#### [Complete the following]
#1 In the auto-brewery syndrome passage, how long had the 46-year-old man taken antibiotics before his condition occurred?
#2 Retype the auto-brewery syndrome passage from "A rare gastrointestinal" to "the condition occurring.".
#3 Extend the auto-brewery syndrome passage past its final sentence.

A rare gastrointestinal condition might make people in Oklahoma intoxicated when they haven’t consumed any alcohol. Auto-brewery syndrome, or ABS, occurs when consumed carbohydrates ferment in the gut. Fermentation can occur to the point that alcohol is produced. This alcohol can quickly cause a person to become intoxicated.
Several case studies have been done by researchers. One of these cases that was published in the medical journal BMJ Open Gastroenterology looked at a 46-year-old man who was detained on suspicion of drunk driving. A blood test showed that he had a blood alcohol level of 0.2. He denied alcohol ingestion repeatedly. Further testing revealed that he had ABS. The man had taken antibiotics for three weeks prior to the condition occurring.
The body naturally produces small amounts of ethanol when it digests carbohydrates. Doctors believe that the condition might occur when antibiotics kill all of the good bacteria in the gut. Good bacteria normally help keep fermentation in check. When the good bacteria are gone, the fermentation process can flourish, causing yeast to build up and alcohol production. Fungal treatments and limited carbohydrates have been found to be helpful in treating ABS.

#### [Data segment]
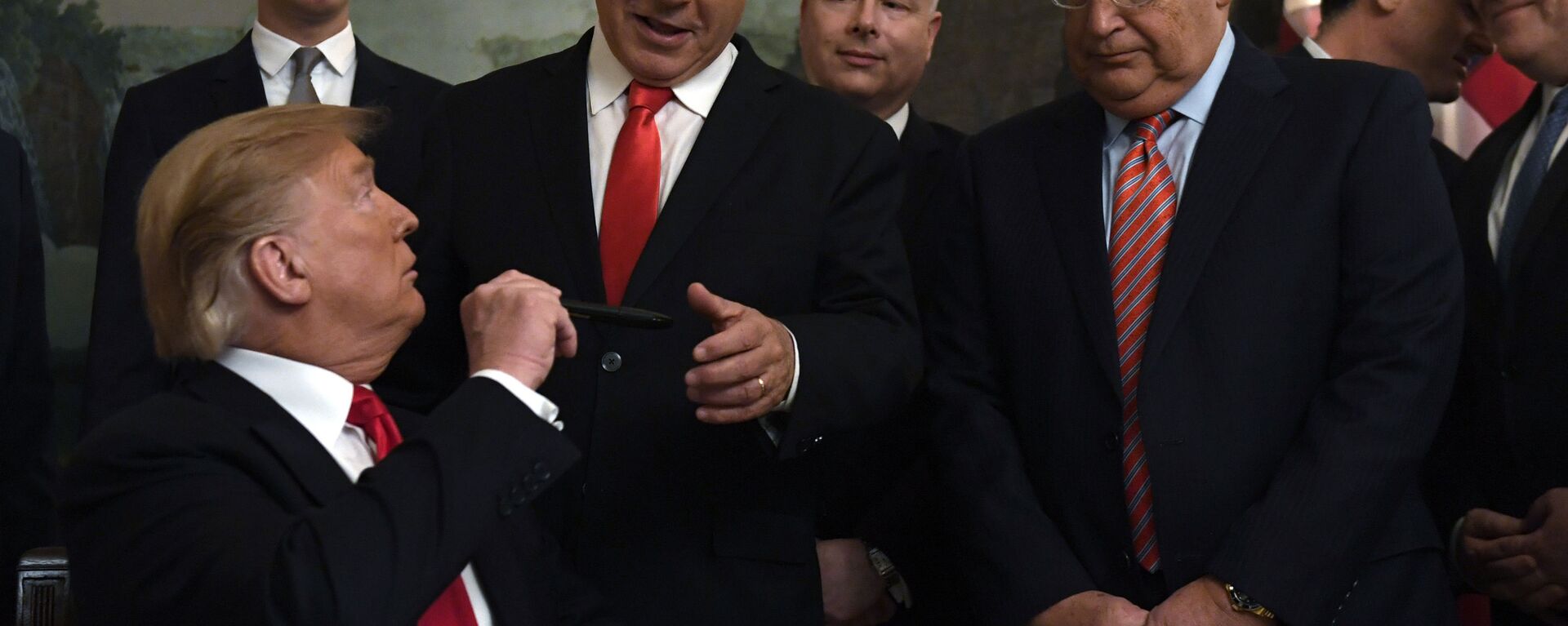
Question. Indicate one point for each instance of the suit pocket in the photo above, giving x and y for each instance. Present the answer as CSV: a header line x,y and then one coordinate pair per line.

#### [Exercise results]
#1 Three weeks.

#2
A rare gastrointestinal condition might make people in Oklahoma intoxicated when they haven’t consumed any alcohol. Auto-brewery syndrome, or ABS, occurs when consumed carbohydrates ferment in the gut. Fermentation can occur to the point that alcohol is produced. This alcohol can quickly cause a person to become intoxicated.
Several case studies have been done by researchers. One of these cases that was published in the medical journal BMJ Open Gastroenterology looked at a 46-year-old man who was detained on suspicion of drunk driving. A blood test showed that he had a blood alcohol level of 0.2. He denied alcohol ingestion repeatedly. Further testing revealed that he had ABS. The man had taken antibiotics for three weeks prior to the condition occurring.

#3
Though medical professionals aren’t sure how many people are affected by ABS each year, many experts believe that the number might be larger than suspected. People who have not consumed alcohol but have been detained by police for intoxication should be tested for ABS. Without being tested, it might be assumed that a positive breath test is from drinking alcohol, and the person might be prosecuted for drunk driving. An individual could be given severe consequences that include loss of driving privileges, fines and imprisonment. A lawyer may be able to show that their client actually had ABS and was intoxicated from the medical condition rather than alcohol consumption. The charges might then be dismissed.